» Consigne 1
Reproduisez à l'identique le passage de l'extrait sur le gyrus fusiforme qui va de "Mais on n’avait" jusqu'à "la revue Science." inclus.
» Consigne 2
Résumez en deux phrases l'extrait sur le gyrus fusiforme.

━━━━━ Extrait de texte

Mais on n’avait pas jusqu’ici de preuve décisive que le gyrus fusiforme jouait un rôle essentiel dans la reconnaissance des visages. C’est désormais chose faite, grâce au concours d’un ingénieur californien, Ron Blackwell.
Blackwell a souffert de crises d’épilepsie depuis son adolescence. A l’âge de 45 ans, constatant que ses médicaments devenaient de moins en moins efficaces, il s’est rendu à l’université Stanford, en quête d’un nouveau traitement, raconte la revue Science.

Josef Parvizi, neurologue à Stanford, a pris en charge l’ingénieur et lui a proposé d’effectuer des tests pour localiser précisément la source de ses crises d’épilepsie. A cette fin, Parvizi a placé des électrodes sur le scalp du patient de manière à suivre le parcours des attaques épileptiques dans le lobe temporal, près de l’oreille droite de Blackwell.

━━━━━━━━━━
━━━━━ Entrées présentées

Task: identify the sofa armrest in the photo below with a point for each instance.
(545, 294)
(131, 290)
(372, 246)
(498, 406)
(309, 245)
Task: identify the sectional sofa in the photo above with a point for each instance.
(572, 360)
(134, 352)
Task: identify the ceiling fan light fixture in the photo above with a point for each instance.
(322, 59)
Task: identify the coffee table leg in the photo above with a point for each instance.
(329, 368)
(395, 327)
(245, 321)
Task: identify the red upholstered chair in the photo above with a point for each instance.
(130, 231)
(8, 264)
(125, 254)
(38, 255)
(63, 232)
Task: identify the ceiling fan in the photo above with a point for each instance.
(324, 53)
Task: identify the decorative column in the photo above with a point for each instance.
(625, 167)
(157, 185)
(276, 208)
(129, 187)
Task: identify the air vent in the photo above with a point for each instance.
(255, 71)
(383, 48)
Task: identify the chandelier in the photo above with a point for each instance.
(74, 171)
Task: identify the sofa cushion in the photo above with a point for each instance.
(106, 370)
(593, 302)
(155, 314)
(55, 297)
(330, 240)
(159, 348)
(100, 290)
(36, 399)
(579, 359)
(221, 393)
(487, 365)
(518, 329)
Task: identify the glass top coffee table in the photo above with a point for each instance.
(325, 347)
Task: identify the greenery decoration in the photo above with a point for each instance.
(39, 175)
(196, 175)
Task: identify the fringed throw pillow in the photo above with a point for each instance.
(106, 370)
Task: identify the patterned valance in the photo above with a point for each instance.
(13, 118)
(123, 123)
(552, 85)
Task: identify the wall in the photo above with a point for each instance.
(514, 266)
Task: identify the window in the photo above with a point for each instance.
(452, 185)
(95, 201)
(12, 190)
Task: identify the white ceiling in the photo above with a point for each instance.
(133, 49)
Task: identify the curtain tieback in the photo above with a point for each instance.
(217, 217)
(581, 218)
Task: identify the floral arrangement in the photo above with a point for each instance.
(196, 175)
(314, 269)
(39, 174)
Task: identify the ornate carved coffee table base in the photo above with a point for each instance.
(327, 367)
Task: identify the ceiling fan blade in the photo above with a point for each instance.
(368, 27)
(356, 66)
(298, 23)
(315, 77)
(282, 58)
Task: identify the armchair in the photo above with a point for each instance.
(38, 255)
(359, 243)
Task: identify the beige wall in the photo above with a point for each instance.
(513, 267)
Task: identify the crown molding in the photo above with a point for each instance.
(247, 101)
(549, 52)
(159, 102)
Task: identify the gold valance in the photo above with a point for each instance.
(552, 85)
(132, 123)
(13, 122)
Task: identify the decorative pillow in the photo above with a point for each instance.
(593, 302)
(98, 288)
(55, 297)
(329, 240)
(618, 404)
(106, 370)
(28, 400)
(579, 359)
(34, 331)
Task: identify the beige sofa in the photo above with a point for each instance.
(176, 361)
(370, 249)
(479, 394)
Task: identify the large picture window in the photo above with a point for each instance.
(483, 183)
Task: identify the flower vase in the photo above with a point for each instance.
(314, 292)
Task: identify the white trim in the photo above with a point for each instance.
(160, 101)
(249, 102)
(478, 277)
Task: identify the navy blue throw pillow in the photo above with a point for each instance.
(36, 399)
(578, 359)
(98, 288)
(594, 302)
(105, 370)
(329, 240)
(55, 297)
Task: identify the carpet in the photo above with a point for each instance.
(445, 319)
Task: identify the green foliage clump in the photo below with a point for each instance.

━━━━━━━━━━

» Résultat attendu 1
Mais on n’avait pas jusqu’ici de preuve décisive que le gyrus fusiforme jouait un rôle essentiel dans la reconnaissance des visages. C’est désormais chose faite, grâce au concours d’un ingénieur californien, Ron Blackwell.
Blackwell a souffert de crises d’épilepsie depuis son adolescence. A l’âge de 45 ans, constatant que ses médicaments devenaient de moins en moins efficaces, il s’est rendu à l’université Stanford, en quête d’un nouveau traitement, raconte la revue Science.

» Résultat attendu 2
La preuve décisive que le gyrus fusiforme joue un rôle essentiel dans la reconnaissance des visages a été obtenue grâce au concours de Ron Blackwell, un ingénieur californien épileptique depuis l'adolescence, venu à l'université Stanford chercher un nouveau traitement. Le neurologue Josef Parvizi lui a placé des électrodes sur le scalp pour localiser la source de ses crises en suivant leur parcours dans le lobe temporal.